• EXTRACTED RECORDS

>> begin

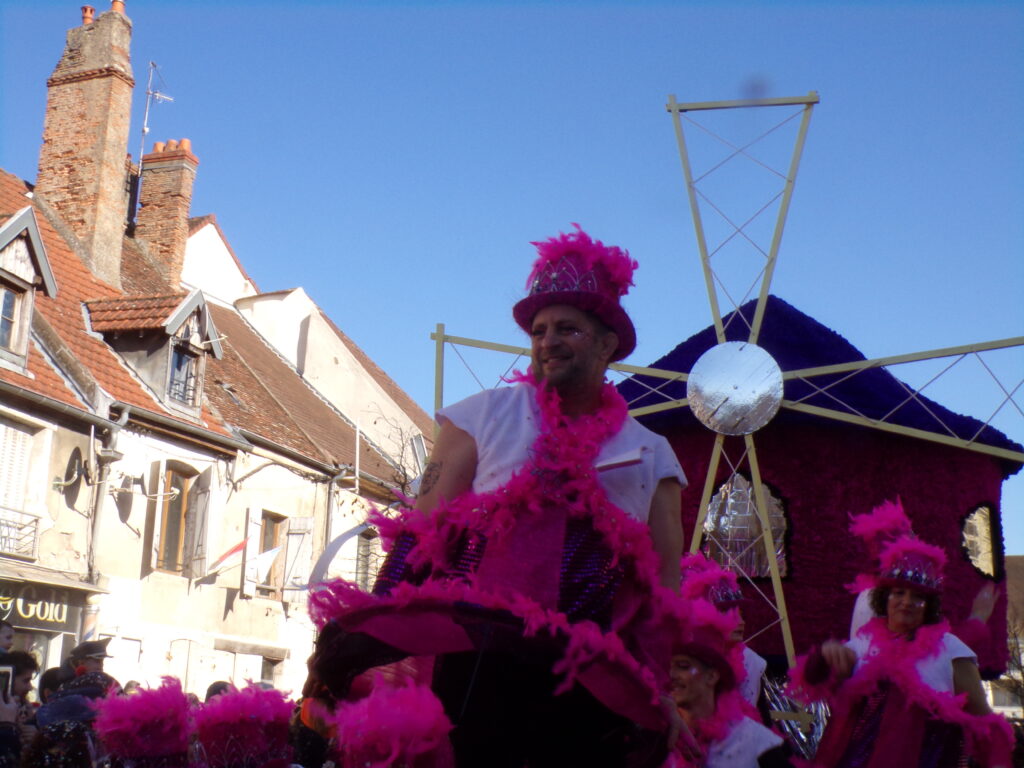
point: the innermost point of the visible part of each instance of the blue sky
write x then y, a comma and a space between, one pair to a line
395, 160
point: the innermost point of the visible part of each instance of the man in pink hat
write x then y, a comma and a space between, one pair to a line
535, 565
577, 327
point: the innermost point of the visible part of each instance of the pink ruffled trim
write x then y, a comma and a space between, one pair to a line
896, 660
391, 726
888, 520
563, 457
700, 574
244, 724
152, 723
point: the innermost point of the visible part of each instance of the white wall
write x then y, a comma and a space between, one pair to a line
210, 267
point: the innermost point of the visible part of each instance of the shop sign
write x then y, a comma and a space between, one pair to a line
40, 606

>> end
>> begin

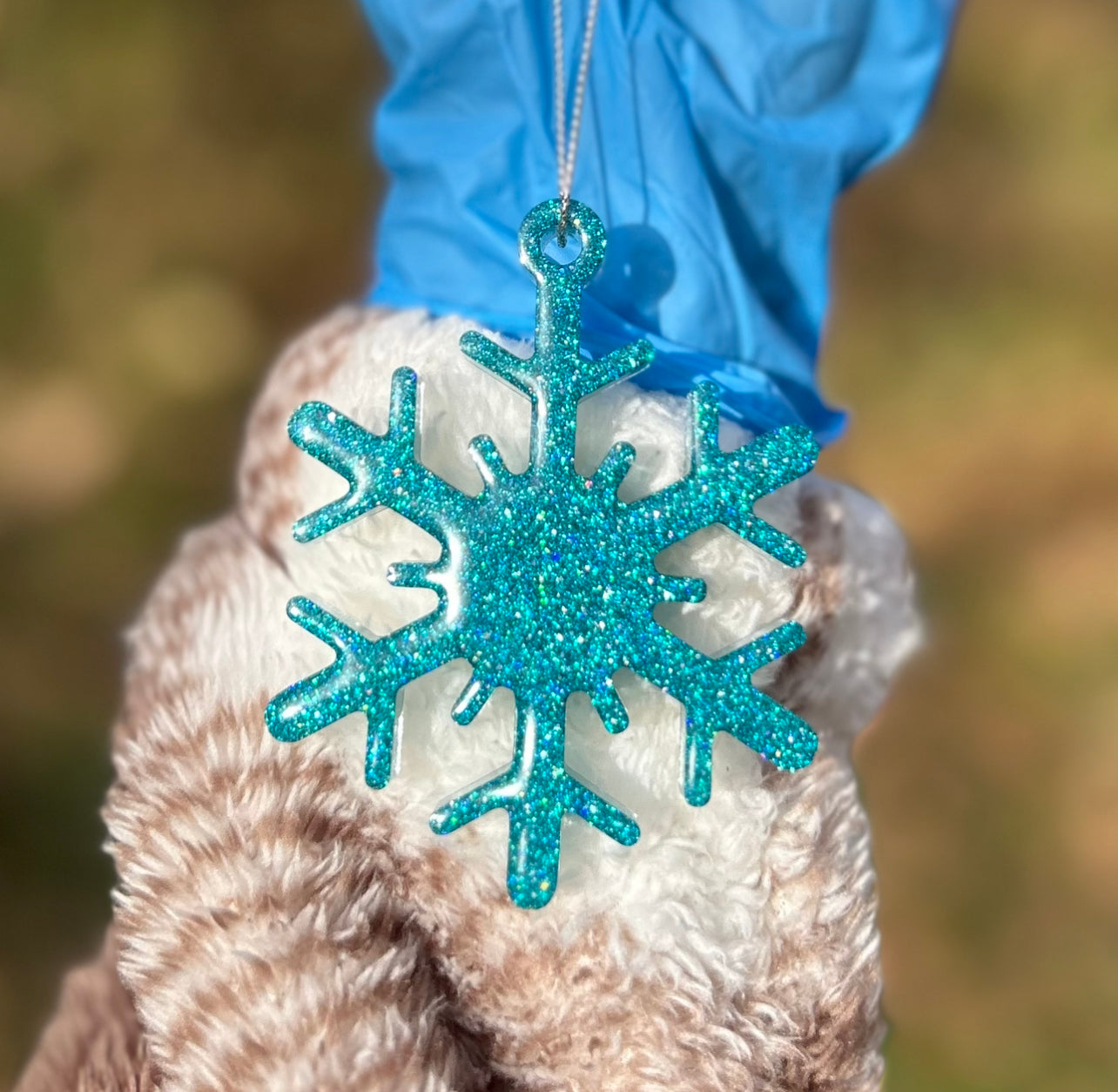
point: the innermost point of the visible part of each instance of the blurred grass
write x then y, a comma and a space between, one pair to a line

>> end
>> begin

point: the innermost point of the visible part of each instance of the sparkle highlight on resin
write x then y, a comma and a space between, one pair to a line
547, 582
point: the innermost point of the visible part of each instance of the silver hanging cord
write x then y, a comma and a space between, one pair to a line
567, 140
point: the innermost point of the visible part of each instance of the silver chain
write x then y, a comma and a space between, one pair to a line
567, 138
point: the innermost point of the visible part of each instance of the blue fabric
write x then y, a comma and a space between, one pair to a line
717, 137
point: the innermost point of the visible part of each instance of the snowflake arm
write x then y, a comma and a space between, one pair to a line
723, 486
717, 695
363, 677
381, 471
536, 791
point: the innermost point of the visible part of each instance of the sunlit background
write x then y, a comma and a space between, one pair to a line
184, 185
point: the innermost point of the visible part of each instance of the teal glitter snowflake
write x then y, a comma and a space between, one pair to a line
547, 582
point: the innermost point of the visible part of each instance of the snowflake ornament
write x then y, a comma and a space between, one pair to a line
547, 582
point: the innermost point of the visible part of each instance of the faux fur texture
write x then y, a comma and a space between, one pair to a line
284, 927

>> end

• DIRECTION
Please pick out every line of the material above that contains the word "blue", and copy each one in full.

• ANSWER TO THE EXERCISE
point: the innermost point of the visible part of each instance of the blue sky
point: the innermost point of the visible part of each instance of the blue fabric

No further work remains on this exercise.